%%

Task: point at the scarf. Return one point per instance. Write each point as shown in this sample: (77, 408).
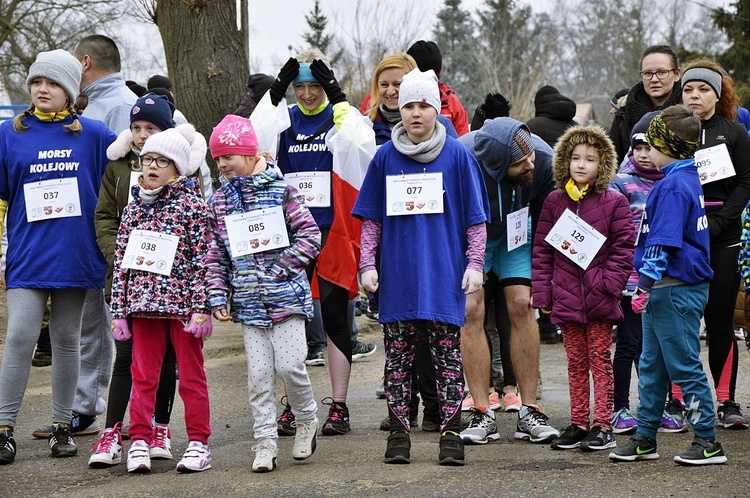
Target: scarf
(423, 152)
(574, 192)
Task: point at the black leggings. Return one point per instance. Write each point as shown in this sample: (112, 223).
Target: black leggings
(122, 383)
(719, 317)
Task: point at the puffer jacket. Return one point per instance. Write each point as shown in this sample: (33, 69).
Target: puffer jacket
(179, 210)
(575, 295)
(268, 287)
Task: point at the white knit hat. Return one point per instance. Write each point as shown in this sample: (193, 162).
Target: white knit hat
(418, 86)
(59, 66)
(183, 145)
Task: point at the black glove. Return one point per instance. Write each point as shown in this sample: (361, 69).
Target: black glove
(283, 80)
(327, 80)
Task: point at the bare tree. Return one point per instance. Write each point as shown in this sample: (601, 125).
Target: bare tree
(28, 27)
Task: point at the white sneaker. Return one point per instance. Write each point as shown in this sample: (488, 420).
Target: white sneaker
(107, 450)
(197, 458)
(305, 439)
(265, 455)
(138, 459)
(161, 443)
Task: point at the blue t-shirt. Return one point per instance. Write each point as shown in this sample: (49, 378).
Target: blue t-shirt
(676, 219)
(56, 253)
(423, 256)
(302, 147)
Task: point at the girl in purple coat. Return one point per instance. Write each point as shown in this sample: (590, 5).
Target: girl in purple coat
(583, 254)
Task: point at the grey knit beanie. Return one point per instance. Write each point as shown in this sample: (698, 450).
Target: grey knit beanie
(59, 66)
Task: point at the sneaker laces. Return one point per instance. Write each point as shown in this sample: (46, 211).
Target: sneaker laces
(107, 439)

%%
%%

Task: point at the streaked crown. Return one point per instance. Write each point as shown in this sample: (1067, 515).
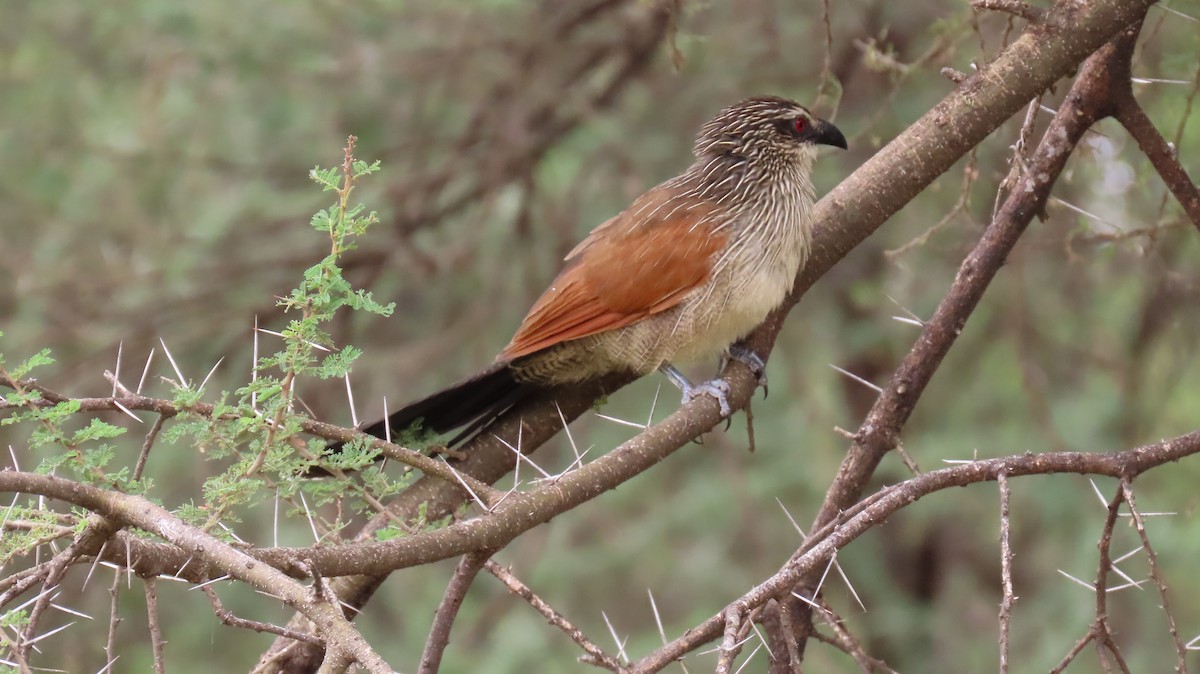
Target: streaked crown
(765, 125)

%%

Locate every line in the material above that contains the string "scarf", and copy each of those lines in full.

Task: point at the scarf. Return one point per instance. Write each point as shown in this sample: (77, 408).
Target: scarf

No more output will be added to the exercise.